What you have to do
Retype exactly the lines that run from the line with "the snow patch" to the final line of the entries, keeping both ends and nothing else.

[Start of Attachment]

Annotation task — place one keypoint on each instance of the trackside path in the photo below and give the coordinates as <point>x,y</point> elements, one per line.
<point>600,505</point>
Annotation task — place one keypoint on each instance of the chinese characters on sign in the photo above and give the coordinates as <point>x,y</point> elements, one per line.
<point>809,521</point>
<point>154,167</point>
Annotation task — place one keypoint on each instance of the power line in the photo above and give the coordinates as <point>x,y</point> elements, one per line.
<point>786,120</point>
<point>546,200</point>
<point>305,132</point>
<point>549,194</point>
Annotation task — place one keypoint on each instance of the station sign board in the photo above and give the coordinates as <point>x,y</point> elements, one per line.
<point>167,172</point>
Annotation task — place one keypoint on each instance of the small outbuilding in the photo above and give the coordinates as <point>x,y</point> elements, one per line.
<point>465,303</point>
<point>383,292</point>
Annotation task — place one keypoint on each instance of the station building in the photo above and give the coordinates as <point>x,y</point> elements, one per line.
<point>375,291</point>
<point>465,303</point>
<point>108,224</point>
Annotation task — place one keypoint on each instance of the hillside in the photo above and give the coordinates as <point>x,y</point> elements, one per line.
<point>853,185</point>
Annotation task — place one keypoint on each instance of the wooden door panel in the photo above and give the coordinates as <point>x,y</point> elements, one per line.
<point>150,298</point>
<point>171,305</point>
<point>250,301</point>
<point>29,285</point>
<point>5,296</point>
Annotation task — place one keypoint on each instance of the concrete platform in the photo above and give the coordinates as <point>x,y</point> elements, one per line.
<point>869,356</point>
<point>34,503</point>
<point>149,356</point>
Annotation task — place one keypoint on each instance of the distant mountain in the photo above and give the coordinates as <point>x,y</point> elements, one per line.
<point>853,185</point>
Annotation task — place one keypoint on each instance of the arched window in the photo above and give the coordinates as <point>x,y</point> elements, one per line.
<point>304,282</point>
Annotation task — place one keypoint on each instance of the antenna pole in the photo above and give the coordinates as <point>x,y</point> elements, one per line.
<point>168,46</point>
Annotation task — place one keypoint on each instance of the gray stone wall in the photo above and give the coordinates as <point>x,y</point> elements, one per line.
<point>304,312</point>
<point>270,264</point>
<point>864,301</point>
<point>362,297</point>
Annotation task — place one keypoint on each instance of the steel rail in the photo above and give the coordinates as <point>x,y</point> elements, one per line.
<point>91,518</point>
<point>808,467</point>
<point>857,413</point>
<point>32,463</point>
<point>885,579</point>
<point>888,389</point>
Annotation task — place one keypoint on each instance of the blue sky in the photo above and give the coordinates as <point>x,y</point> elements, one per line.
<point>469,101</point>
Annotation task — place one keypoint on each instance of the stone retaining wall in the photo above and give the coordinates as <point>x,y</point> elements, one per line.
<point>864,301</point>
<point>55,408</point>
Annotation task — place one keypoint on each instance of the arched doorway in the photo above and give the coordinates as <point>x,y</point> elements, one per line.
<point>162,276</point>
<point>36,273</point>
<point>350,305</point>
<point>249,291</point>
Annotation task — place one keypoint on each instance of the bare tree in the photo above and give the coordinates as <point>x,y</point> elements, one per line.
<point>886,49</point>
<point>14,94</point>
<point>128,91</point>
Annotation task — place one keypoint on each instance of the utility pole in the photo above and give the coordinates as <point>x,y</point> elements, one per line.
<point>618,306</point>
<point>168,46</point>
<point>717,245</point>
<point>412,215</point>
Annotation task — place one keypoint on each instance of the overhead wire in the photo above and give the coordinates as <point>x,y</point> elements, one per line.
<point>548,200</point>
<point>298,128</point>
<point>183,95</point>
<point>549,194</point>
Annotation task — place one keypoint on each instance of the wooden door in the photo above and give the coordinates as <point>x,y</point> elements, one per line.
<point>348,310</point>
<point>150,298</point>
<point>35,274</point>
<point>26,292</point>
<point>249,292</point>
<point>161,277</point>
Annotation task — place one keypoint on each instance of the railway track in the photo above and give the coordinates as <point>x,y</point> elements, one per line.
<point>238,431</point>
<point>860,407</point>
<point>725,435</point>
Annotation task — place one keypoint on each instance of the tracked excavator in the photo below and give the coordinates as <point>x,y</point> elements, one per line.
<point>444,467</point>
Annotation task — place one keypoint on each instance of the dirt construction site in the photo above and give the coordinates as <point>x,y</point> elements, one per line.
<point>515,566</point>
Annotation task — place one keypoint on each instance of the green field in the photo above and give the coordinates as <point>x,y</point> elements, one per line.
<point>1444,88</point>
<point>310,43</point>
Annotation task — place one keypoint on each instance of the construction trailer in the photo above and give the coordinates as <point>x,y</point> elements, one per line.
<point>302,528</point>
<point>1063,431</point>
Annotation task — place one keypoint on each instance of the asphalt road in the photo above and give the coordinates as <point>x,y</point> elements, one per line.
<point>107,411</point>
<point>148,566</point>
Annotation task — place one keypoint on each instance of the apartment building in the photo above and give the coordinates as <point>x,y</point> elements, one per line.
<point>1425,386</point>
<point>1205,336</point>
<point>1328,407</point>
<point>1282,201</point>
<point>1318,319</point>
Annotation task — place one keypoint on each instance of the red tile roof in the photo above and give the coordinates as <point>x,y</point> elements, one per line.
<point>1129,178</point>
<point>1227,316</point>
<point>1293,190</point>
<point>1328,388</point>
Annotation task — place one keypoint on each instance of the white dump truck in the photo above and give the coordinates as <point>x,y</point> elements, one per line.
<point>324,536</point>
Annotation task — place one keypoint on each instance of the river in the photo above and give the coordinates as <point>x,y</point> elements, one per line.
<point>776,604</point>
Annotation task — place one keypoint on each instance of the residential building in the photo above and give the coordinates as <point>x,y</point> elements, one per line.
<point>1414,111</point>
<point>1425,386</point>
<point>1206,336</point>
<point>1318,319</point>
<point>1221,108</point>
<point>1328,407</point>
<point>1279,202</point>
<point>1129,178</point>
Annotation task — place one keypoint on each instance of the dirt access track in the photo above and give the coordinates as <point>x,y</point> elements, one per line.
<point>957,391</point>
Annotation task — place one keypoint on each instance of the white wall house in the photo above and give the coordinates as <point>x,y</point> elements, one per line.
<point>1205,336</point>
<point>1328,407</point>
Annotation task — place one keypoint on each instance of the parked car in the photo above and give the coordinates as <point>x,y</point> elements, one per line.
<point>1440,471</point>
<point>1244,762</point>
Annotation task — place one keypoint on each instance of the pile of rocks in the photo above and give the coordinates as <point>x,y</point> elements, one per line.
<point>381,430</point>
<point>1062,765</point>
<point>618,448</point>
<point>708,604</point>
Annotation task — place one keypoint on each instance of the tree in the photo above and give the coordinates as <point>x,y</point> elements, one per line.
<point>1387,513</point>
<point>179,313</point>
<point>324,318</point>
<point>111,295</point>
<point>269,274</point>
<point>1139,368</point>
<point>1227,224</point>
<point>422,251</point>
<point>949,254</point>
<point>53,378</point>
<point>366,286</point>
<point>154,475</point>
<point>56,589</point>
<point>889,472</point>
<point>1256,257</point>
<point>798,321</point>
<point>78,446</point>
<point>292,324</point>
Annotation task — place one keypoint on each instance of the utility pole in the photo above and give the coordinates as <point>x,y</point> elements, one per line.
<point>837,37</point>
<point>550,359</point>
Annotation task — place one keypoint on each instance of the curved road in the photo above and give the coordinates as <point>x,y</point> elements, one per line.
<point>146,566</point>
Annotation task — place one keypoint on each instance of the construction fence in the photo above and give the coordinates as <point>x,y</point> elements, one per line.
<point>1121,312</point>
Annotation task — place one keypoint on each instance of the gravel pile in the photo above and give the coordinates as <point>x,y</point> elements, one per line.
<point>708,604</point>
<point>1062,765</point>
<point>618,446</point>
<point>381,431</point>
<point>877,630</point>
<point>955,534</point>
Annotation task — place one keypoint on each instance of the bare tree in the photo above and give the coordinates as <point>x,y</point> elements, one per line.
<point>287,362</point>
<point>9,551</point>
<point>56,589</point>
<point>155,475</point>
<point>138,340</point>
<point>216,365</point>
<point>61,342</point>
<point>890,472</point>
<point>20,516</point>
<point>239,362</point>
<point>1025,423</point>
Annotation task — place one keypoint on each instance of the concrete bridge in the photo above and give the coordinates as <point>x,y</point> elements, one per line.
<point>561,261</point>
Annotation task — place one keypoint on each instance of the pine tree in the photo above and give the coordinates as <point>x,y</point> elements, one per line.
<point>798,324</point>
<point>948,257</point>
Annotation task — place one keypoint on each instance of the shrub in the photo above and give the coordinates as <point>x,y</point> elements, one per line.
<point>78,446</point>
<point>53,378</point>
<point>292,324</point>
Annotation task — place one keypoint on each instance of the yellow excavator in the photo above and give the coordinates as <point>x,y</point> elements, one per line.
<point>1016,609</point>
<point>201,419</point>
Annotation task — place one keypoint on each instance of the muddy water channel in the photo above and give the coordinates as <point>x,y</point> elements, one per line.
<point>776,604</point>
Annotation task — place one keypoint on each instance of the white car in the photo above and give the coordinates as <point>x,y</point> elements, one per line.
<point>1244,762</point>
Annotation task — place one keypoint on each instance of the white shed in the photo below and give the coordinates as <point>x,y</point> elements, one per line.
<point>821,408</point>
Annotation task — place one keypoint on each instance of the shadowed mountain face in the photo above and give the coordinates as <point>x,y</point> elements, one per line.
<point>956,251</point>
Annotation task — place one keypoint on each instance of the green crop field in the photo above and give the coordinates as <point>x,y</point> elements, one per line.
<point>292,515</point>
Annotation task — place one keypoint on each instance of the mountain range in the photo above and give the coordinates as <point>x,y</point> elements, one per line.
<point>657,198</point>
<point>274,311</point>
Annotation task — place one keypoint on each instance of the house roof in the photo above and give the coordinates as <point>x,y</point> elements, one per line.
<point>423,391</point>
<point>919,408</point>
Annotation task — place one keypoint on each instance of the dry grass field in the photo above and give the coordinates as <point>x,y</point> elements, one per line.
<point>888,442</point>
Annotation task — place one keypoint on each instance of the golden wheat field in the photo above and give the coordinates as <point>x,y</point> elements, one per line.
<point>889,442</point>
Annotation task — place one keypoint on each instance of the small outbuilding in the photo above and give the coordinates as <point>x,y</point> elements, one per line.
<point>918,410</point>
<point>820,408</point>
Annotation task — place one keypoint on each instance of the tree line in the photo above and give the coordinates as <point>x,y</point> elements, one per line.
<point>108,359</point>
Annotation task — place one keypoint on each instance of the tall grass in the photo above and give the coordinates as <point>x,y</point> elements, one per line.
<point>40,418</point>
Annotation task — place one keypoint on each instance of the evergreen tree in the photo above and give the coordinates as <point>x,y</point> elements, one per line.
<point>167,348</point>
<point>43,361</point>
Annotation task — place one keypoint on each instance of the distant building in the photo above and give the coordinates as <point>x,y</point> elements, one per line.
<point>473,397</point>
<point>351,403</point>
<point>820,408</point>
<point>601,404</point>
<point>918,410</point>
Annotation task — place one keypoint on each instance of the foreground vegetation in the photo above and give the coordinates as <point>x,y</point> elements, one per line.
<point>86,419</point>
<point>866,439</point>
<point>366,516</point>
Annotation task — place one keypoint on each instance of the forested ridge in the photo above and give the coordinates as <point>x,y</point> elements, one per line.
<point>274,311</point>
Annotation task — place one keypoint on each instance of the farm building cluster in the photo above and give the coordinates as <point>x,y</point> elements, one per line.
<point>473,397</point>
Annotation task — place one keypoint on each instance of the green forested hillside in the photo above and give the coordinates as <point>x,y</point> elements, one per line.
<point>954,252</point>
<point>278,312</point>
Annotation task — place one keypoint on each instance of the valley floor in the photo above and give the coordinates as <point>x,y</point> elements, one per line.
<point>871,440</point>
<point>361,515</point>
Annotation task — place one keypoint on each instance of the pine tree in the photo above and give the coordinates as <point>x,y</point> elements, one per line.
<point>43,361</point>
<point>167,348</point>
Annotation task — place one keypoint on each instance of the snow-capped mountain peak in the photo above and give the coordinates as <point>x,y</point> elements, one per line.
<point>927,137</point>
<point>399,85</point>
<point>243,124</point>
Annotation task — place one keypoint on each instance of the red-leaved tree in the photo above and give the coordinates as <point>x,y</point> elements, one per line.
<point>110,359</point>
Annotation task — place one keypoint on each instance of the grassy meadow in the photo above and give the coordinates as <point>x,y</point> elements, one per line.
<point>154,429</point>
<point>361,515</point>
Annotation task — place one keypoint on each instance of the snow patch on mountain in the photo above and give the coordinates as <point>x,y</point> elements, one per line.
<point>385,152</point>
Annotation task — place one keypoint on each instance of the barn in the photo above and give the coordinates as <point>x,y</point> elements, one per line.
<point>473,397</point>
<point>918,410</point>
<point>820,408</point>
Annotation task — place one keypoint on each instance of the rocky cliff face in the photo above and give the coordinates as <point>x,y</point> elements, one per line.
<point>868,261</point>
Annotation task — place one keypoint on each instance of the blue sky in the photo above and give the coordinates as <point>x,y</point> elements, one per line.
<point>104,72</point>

[End of Attachment]

Task output
Annotation task — place one keypoint on each instance of the snow patch on mountain in the photo above and give the coordinates as <point>x,y</point> elements, one per line.
<point>385,152</point>
Annotation task — place one keypoint on each instance of the barn in the photo above and give the coordinates as <point>x,y</point> elements, one per line.
<point>473,397</point>
<point>918,410</point>
<point>820,408</point>
Annotation task — place one keypoint on each instance of the rocky cliff face in the photo above and give the coordinates as <point>x,y</point> elements, one per line.
<point>868,261</point>
Annotation task — place one keypoint on each instance of the blue sky in the photo above and give the coordinates as <point>x,y</point> elements, one per line.
<point>104,72</point>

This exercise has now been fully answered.